Task to carry out:
Starting at the line that has "by [[2, 32]]." and stopping after the line that has "[[217, 117]]", write out those records again with "one point" swapped for "a single point" and everything else unchanged. Give only those lines, and leave the pictures out.

=== Material provided ===

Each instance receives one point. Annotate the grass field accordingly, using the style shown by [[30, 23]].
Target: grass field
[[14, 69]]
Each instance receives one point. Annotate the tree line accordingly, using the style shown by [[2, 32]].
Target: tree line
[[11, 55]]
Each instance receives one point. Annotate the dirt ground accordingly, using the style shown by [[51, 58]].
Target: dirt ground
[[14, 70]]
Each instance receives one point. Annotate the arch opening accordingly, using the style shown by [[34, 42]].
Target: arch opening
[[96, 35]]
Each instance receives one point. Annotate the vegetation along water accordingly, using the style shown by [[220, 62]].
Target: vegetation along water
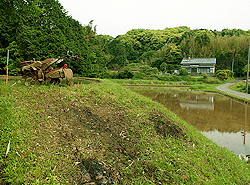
[[98, 131]]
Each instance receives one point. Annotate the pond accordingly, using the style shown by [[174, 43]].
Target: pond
[[217, 117]]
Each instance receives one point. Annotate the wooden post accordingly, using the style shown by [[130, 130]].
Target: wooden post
[[7, 67], [247, 70]]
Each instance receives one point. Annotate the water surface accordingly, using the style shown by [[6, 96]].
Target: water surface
[[221, 119]]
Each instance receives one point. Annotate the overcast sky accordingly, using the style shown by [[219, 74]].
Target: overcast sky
[[116, 17]]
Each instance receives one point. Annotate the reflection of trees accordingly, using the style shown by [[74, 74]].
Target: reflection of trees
[[227, 116]]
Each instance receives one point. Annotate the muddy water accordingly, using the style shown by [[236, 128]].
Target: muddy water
[[223, 120]]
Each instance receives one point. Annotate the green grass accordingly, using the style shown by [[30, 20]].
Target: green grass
[[137, 141]]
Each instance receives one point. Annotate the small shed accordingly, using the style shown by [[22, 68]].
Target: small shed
[[199, 65]]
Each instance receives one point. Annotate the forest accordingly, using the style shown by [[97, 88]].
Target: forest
[[43, 29]]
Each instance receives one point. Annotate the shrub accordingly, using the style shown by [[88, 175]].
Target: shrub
[[224, 74], [221, 74]]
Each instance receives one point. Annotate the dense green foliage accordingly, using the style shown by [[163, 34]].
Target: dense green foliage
[[42, 29], [166, 48]]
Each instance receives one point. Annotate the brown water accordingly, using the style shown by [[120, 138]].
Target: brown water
[[221, 119]]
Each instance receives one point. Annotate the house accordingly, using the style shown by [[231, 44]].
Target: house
[[199, 65]]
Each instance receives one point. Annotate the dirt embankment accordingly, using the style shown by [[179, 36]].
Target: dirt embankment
[[86, 131]]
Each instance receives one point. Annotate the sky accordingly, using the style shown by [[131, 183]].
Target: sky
[[116, 17]]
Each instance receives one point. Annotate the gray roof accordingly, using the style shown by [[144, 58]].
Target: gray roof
[[198, 61]]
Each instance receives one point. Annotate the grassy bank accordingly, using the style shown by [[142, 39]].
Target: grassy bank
[[61, 134]]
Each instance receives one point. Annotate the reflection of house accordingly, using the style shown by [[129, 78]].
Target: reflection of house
[[199, 65]]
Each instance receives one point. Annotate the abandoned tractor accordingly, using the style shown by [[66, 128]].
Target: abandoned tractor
[[40, 71]]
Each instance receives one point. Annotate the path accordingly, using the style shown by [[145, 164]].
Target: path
[[224, 88]]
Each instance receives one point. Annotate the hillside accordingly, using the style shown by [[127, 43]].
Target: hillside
[[99, 131]]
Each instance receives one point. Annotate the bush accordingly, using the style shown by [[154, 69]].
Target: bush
[[222, 75]]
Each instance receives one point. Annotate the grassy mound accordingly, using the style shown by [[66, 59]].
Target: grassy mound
[[104, 133]]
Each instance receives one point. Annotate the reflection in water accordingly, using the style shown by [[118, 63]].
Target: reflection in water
[[198, 102], [217, 117]]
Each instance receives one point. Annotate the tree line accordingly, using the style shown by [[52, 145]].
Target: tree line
[[43, 29]]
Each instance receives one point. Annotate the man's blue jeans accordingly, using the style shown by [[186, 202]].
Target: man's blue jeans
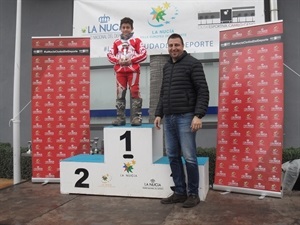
[[181, 141]]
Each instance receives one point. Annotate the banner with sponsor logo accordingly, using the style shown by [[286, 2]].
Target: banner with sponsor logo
[[60, 102], [250, 117], [199, 22]]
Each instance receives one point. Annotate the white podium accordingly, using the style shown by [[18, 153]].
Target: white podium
[[132, 165]]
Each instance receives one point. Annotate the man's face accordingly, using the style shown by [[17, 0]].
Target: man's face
[[175, 48], [126, 29]]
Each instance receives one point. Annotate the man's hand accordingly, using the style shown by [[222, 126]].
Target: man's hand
[[196, 124], [157, 122]]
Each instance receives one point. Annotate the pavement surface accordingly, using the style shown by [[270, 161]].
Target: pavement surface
[[36, 204]]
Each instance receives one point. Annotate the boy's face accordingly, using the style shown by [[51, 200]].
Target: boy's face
[[126, 29]]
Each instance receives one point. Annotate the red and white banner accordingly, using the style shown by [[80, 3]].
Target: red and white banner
[[250, 113], [60, 102]]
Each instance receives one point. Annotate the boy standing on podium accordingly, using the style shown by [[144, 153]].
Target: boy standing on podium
[[126, 54]]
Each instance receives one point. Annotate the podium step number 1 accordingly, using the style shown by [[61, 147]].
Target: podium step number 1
[[132, 165]]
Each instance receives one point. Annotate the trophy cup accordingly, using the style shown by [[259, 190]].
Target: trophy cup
[[96, 150], [91, 147], [28, 147], [124, 51]]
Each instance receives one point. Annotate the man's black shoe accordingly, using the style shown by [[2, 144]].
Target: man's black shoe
[[174, 198], [191, 201]]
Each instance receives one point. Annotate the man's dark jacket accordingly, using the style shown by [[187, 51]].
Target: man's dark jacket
[[184, 88]]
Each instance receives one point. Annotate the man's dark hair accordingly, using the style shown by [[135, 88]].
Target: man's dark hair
[[127, 20], [172, 36]]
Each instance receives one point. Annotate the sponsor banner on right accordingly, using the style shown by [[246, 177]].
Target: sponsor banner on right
[[250, 116]]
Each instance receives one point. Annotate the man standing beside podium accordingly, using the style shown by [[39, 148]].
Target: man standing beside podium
[[183, 101]]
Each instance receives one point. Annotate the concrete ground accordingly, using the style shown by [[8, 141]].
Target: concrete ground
[[36, 204]]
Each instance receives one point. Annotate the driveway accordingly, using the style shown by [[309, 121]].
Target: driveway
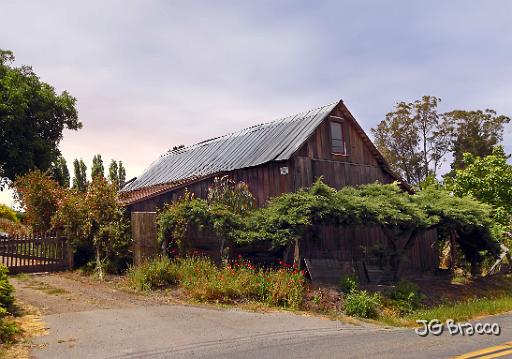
[[86, 320]]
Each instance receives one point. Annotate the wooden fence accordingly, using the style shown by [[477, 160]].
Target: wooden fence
[[46, 252]]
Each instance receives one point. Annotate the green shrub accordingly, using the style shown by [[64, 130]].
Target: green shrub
[[8, 213], [350, 283], [406, 297], [360, 303], [153, 274]]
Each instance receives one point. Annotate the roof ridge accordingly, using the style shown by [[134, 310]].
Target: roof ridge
[[238, 132], [247, 147]]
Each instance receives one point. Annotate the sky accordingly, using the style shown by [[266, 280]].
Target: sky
[[149, 75]]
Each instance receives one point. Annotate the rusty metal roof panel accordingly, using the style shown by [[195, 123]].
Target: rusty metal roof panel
[[252, 146]]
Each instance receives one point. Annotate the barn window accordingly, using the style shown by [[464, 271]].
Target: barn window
[[337, 138]]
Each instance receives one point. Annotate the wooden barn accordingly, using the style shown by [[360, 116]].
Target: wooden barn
[[278, 157]]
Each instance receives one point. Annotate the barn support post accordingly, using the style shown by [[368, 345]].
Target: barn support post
[[296, 254], [68, 254]]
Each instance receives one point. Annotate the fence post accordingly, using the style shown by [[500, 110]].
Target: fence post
[[68, 252]]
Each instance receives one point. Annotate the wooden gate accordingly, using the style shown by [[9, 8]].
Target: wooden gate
[[36, 253]]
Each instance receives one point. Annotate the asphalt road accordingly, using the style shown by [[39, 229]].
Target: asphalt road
[[124, 327], [187, 332]]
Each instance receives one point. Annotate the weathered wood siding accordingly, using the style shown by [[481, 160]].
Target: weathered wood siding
[[145, 244], [360, 165], [347, 244]]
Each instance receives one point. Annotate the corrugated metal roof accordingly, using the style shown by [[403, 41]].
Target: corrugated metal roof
[[253, 146]]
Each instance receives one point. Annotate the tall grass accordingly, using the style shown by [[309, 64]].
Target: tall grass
[[203, 280]]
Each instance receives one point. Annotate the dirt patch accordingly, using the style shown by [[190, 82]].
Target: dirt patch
[[32, 326], [64, 293]]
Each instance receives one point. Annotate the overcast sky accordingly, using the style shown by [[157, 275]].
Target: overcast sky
[[149, 75]]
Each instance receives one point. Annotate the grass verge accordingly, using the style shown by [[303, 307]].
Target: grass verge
[[462, 311]]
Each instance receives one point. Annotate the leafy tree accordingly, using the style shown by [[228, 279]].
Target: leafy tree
[[8, 213], [97, 169], [403, 217], [121, 174], [32, 119], [59, 171], [488, 179], [95, 220], [228, 201], [40, 195], [414, 138], [80, 175], [474, 132]]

===

Output:
Each instance receives a single point. Annotate the tree line accordingly, using the style shown by [[2, 32]].
Target: tree line
[[11, 55]]
Each instance receives a single point. Annotate the dirt ground accordingly, using the style shown by [[51, 58]].
Target: dirt ground
[[14, 70]]
Each instance receives a single point. Annotate the arch opening accordingly, using the style shown by [[34, 42]].
Target: arch opening
[[96, 35]]
Each instance receives a single point. Annotate the vegetation along water accordingly, using the style shown by [[220, 62]].
Target: vegetation along water
[[98, 131]]
Each instance receives a single point. Annotate the pond accordingly, using the style shown by [[174, 43]].
Target: pond
[[217, 117]]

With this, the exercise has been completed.